(Material supplied)

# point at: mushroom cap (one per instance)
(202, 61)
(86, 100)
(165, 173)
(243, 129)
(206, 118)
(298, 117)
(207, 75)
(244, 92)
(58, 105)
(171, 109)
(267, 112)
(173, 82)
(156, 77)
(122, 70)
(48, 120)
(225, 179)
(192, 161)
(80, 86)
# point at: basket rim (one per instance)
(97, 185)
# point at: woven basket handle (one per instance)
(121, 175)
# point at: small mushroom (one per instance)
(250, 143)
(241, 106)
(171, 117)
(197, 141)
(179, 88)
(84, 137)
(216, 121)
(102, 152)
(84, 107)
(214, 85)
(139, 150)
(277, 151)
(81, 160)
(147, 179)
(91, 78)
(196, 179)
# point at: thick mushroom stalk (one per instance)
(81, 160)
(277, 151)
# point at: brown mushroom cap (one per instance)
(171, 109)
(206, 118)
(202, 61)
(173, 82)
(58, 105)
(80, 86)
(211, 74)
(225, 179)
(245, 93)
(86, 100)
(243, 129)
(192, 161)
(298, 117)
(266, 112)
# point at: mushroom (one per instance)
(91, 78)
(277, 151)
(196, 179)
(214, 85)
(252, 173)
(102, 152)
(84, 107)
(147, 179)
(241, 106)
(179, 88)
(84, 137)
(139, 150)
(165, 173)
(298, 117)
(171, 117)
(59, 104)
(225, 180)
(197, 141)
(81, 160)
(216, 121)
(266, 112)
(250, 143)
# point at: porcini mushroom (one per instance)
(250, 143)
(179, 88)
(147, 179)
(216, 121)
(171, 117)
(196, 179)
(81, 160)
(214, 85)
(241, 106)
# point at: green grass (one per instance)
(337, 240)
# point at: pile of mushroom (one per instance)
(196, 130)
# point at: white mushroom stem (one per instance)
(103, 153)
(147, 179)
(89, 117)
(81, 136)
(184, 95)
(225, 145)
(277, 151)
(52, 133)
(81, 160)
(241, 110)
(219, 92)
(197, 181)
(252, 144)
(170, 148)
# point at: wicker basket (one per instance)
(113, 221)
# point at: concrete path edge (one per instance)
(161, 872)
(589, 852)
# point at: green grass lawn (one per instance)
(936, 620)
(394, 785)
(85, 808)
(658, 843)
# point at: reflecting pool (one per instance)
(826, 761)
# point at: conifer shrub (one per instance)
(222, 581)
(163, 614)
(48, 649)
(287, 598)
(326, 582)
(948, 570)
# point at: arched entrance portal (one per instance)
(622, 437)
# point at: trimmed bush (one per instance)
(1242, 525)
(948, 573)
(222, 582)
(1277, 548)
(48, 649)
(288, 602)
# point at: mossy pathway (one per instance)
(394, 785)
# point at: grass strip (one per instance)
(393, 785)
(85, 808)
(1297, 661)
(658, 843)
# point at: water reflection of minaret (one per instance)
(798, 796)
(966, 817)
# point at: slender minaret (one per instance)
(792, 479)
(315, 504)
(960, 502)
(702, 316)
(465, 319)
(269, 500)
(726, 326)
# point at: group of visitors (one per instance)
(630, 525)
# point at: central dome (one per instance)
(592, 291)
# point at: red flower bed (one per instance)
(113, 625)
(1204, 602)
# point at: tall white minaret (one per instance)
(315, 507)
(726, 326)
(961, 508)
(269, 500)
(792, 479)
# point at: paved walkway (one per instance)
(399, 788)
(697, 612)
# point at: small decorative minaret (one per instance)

(End Material supplied)

Aim of the exercise: Print each entry precisely. Include every line.

Response to this exercise:
# point at: mushroom cap (one per instance)
(202, 61)
(86, 100)
(165, 173)
(243, 129)
(206, 118)
(298, 117)
(207, 75)
(244, 92)
(58, 105)
(171, 109)
(267, 112)
(173, 82)
(156, 77)
(122, 70)
(48, 120)
(225, 179)
(192, 161)
(80, 86)
# point at: basket rim (one per instance)
(97, 185)
# point at: woven basket handle (one per instance)
(121, 175)
# point at: small mushroom (one per instance)
(250, 143)
(241, 106)
(171, 117)
(197, 141)
(179, 88)
(84, 137)
(216, 121)
(102, 152)
(84, 107)
(214, 85)
(139, 150)
(277, 151)
(81, 160)
(147, 179)
(91, 78)
(196, 179)
# point at: thick mushroom stalk (one per instance)
(81, 160)
(277, 151)
# point at: brown mushroom cap (one per instance)
(171, 109)
(206, 118)
(202, 61)
(173, 82)
(58, 105)
(80, 86)
(211, 74)
(225, 179)
(245, 93)
(86, 100)
(243, 129)
(192, 161)
(298, 117)
(266, 112)
# point at: mushroom (one per instance)
(91, 78)
(277, 151)
(196, 179)
(214, 85)
(252, 173)
(102, 152)
(84, 107)
(147, 179)
(241, 106)
(179, 88)
(84, 137)
(139, 150)
(165, 173)
(298, 117)
(171, 117)
(59, 104)
(225, 180)
(197, 141)
(81, 160)
(216, 121)
(266, 112)
(250, 143)
# point at: porcini mushroom (one per instance)
(250, 143)
(179, 88)
(147, 179)
(216, 121)
(171, 117)
(196, 179)
(81, 160)
(214, 85)
(241, 106)
# point at: green grass (one per instance)
(337, 240)
# point at: pile of mushroom (one per instance)
(196, 130)
# point at: white mushroom stem (one per instance)
(103, 153)
(147, 179)
(89, 117)
(81, 136)
(184, 95)
(225, 145)
(277, 151)
(52, 133)
(81, 160)
(241, 110)
(219, 92)
(197, 181)
(252, 144)
(170, 148)
# point at: wicker basket (one per instance)
(113, 221)
# point at: concrete path edge (one per instance)
(161, 872)
(589, 852)
# point at: green grass lawn (one per instance)
(936, 620)
(394, 785)
(85, 808)
(658, 843)
# point at: reflecting pool (one per instance)
(826, 761)
# point at: conifer shrub (one per instance)
(222, 581)
(163, 614)
(48, 649)
(287, 598)
(326, 582)
(948, 570)
# point at: arched entrance portal (one per instance)
(622, 437)
# point at: trimmed bush (one per instance)
(1242, 525)
(948, 573)
(222, 582)
(1277, 548)
(48, 649)
(288, 602)
# point at: mossy pathway (one per instance)
(394, 785)
# point at: grass strip (one per instance)
(393, 785)
(85, 808)
(1297, 661)
(658, 843)
# point at: water reflection of minaret (one per instance)
(798, 796)
(966, 817)
# point at: slender minaret (one per instance)
(792, 479)
(315, 504)
(960, 502)
(702, 316)
(465, 319)
(269, 500)
(726, 326)
# point at: group of visitors (one per instance)
(630, 525)
# point at: central dome (one per instance)
(592, 291)
# point at: red flower bed (one per instance)
(113, 625)
(1204, 602)
# point at: tall white minaret (one per instance)
(315, 507)
(726, 326)
(961, 508)
(269, 500)
(792, 479)
# point at: paved walkway (one per instance)
(399, 788)
(697, 612)
# point at: small decorative minaret (one per instance)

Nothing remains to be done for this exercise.